### ENTRIES SUPPLIED
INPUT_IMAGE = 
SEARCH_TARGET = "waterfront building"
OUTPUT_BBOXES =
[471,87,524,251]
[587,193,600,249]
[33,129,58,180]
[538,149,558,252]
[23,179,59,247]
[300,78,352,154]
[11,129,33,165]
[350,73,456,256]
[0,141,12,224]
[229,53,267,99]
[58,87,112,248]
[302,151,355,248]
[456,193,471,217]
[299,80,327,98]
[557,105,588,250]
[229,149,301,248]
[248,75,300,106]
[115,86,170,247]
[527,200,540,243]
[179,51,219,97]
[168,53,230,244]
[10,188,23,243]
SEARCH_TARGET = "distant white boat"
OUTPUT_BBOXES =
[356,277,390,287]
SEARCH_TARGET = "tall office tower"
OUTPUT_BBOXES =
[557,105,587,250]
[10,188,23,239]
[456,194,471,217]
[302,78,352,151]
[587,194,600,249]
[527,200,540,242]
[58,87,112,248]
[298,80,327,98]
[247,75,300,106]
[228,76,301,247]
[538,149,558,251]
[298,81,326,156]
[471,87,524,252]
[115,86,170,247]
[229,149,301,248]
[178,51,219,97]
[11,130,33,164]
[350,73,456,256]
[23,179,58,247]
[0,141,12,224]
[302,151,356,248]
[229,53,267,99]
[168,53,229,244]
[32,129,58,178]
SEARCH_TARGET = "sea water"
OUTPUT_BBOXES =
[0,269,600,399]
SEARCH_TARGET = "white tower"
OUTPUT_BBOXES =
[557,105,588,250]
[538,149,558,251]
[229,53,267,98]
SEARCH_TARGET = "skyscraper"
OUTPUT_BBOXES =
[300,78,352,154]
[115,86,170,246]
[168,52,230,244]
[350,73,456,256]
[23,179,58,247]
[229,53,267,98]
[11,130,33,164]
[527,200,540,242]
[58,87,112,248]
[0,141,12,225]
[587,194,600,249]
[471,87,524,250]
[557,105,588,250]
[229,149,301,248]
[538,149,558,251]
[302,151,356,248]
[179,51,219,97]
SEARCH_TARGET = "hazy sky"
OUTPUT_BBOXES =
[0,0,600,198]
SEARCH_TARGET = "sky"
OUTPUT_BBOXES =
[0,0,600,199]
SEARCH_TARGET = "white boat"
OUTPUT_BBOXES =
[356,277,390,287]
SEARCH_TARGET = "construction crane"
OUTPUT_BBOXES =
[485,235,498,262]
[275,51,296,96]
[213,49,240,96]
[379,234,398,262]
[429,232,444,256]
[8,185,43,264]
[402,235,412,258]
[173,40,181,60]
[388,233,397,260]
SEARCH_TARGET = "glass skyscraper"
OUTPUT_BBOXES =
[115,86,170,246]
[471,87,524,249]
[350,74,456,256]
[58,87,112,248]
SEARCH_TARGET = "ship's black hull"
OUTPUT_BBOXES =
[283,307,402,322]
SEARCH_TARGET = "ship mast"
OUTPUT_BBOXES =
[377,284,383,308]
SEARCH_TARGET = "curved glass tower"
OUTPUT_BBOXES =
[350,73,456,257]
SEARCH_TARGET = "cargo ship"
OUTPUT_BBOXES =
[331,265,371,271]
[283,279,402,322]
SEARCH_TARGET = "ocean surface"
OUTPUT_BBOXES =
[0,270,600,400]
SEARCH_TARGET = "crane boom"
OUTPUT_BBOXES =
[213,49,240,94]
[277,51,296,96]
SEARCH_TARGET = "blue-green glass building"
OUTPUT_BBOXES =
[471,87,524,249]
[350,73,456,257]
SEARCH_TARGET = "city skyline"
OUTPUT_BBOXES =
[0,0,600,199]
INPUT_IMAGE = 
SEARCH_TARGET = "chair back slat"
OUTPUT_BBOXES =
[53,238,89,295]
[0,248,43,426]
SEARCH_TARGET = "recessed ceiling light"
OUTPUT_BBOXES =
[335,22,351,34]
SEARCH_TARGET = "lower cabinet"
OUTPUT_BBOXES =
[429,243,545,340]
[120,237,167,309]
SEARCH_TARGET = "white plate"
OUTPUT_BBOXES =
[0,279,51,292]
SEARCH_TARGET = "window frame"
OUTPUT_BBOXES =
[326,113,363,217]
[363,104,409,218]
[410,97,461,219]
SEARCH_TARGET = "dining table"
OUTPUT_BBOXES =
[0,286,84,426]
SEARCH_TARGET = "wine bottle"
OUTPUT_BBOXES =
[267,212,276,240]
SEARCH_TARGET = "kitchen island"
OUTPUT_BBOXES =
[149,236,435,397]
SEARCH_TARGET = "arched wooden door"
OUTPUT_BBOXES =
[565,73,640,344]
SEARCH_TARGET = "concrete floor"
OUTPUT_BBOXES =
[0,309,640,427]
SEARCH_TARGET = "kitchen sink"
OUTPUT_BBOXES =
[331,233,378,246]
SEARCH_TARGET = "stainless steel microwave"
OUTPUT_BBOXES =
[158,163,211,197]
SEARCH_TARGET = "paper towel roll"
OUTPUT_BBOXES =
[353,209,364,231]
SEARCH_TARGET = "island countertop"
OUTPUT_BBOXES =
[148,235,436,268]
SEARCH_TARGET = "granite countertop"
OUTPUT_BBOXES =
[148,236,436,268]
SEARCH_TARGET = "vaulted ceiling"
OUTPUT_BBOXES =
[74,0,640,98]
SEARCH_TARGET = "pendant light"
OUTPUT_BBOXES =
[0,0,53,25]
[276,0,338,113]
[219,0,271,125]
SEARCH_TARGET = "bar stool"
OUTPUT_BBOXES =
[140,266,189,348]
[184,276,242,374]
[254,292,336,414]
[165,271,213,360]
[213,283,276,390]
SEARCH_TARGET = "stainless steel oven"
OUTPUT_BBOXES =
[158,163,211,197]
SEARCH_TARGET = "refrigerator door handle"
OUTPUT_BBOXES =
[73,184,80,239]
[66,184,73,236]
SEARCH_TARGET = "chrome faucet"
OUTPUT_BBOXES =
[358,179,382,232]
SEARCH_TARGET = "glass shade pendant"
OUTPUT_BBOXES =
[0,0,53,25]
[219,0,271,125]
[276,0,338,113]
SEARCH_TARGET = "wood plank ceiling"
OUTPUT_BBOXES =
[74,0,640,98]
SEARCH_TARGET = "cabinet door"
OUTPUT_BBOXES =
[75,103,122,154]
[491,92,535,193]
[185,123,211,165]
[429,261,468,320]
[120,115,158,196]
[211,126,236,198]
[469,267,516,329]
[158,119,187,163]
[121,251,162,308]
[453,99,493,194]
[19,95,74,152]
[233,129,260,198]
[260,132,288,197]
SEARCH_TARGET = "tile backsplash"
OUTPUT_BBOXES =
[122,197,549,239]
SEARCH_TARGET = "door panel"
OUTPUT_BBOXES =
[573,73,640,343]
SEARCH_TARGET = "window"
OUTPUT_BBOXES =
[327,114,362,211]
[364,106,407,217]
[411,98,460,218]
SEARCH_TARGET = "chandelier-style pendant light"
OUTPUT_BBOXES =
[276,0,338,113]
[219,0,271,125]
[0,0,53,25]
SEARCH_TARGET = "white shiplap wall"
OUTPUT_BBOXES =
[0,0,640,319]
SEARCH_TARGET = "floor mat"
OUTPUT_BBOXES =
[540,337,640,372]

### WHAT NEEDS TO BE DONE
Extract every line in the records that contains the string "tower".

### SOLUTION TO THE PROBLEM
SEARCH_TARGET = "tall office tower"
SEARCH_TARGET = "white tower"
SEARCH_TARGET = "curved glass tower"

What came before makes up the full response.